→ **WORK REQUIRED**: Retype the whole listing, character for character.

= = =

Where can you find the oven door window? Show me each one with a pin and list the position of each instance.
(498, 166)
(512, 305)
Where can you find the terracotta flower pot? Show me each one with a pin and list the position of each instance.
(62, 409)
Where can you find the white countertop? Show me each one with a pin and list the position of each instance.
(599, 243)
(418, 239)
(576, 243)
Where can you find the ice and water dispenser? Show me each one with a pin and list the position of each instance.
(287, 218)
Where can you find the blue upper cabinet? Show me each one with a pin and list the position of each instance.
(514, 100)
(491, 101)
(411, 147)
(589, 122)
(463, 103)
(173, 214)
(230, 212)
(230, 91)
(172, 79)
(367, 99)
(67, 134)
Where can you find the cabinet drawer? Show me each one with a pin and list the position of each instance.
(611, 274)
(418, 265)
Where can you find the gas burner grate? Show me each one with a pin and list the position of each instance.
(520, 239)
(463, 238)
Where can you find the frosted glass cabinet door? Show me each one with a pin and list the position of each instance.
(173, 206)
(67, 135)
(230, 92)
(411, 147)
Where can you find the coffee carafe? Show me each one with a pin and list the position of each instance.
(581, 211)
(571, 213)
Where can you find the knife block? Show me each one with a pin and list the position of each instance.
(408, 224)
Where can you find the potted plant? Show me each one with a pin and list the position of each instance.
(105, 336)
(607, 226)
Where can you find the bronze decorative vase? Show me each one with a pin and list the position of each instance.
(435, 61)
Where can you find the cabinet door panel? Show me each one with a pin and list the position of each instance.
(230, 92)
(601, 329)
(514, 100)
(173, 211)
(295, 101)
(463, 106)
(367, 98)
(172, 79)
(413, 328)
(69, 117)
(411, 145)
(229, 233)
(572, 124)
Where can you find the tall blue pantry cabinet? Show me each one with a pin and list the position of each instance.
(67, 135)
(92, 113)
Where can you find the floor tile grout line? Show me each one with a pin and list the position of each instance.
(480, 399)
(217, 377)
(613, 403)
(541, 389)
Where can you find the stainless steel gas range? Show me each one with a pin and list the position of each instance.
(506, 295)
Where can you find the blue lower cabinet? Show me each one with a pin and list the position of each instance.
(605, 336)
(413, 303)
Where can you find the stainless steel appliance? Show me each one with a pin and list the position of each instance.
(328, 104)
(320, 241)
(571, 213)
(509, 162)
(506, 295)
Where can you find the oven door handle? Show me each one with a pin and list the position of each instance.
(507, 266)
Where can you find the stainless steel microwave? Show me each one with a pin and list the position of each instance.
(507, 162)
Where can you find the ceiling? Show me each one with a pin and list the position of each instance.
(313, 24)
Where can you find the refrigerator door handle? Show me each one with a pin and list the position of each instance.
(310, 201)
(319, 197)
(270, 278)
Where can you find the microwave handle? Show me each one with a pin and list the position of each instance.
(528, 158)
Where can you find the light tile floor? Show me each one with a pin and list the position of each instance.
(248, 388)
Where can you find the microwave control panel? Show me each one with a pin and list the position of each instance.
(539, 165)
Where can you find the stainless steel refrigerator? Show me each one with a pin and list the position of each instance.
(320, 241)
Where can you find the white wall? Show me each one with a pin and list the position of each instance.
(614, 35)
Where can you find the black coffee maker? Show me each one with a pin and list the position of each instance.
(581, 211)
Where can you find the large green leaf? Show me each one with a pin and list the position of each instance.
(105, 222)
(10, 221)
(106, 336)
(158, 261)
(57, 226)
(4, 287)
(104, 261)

= = =

→ **ANSWER SECTION**:
Where can you find the oven door window? Show me each one with a pin and list the position of each instance.
(498, 166)
(512, 305)
Where can you find the terracotta flower pot? Show me each one with a pin and list the position of each instance.
(62, 409)
Where can you find the white countertop? Show me each one with a pin and list the position of each instance.
(599, 243)
(418, 239)
(576, 243)
Where can you find the ice and water dispenser? Show me each one with a pin and list the position of each instance.
(287, 218)
Where can you find the blue upper cabinet? Show me each one with a pin and list the position of each instance.
(514, 100)
(491, 101)
(411, 147)
(589, 122)
(463, 103)
(173, 214)
(230, 212)
(230, 91)
(172, 79)
(367, 99)
(67, 134)
Where can you find the cabinet drawer? Show me each one with a pin and list the position of each instance.
(611, 274)
(418, 265)
Where can you find the gas burner grate? Show me each one with a pin and list the position of each instance.
(520, 239)
(463, 238)
Where can you find the frosted glass cabinet door? Show me each one with a pin and list the position of each instance.
(173, 206)
(67, 135)
(230, 92)
(411, 147)
Where can you find the coffee carafe? Show me each one with a pin and list the position of each instance.
(581, 211)
(571, 213)
Where can you find the knife block? Show me each one with a pin and list the position of each instance.
(408, 224)
Where can you find the potted plant? Show me each one with a pin and list the position of each instance.
(105, 336)
(607, 226)
Where can you find the bronze decorative vase? Show me each one with a pin and list the position of each instance.
(435, 61)
Where can you find the cabinet door panel? Show me each one with a pin and list the position of each instance.
(230, 92)
(601, 329)
(514, 100)
(173, 211)
(295, 101)
(463, 106)
(367, 98)
(172, 79)
(413, 328)
(69, 117)
(411, 145)
(229, 233)
(572, 124)
Where can you find the tall blue pantry cabinet? Show me each one with a pin and list the position of each instance.
(67, 135)
(92, 113)
Where can you find the floor tile grout line? Show me each one with a pin and list the position of each instance.
(480, 399)
(217, 377)
(613, 403)
(541, 389)
Where can you find the stainless steel gas range? Show me each one with a pin and list the position of each instance.
(506, 295)
Where can you find the blue lower cabinet? Show me each one with a pin and list the position of each instance.
(605, 336)
(413, 303)
Where can you find the stainless steel appliance? Show me each one with a pin and list the position of each instance.
(328, 104)
(320, 241)
(571, 213)
(509, 162)
(506, 295)
Where can you find the oven door handle? Show me each one with a pin and list the position of each instance.
(507, 266)
Where can you find the stainless steel microwave? Show me each one with a pin and list the position of each instance.
(507, 162)
Where can you find the ceiling? Show me each one with a pin and list the position of each instance.
(313, 24)
Where can you find the refrigerator door handle? Show me each one with a pin and list the position of each instance.
(310, 201)
(319, 197)
(270, 278)
Where can you find the microwave handle? Show me each one with a pin and list the position of each instance.
(528, 158)
Where can you find the light tile floor? Show me each one with a pin and list the position of each instance.
(248, 388)
Where can you find the microwave control panel? Show me each one with a pin and list the position of each instance.
(539, 165)
Where can you find the stainless steel refrigerator? Show me each one with a pin and list the position of each instance.
(320, 241)
Where can you find the white wall? Show me each one with a pin and list the position of each instance.
(614, 35)
Where can you find the black coffee maker? Show me each one with a pin and list the position of each instance.
(581, 211)
Where can you find the large green leaf? Show me each one with a pin and list the position of each instance.
(105, 222)
(10, 221)
(106, 336)
(158, 261)
(57, 226)
(4, 287)
(104, 261)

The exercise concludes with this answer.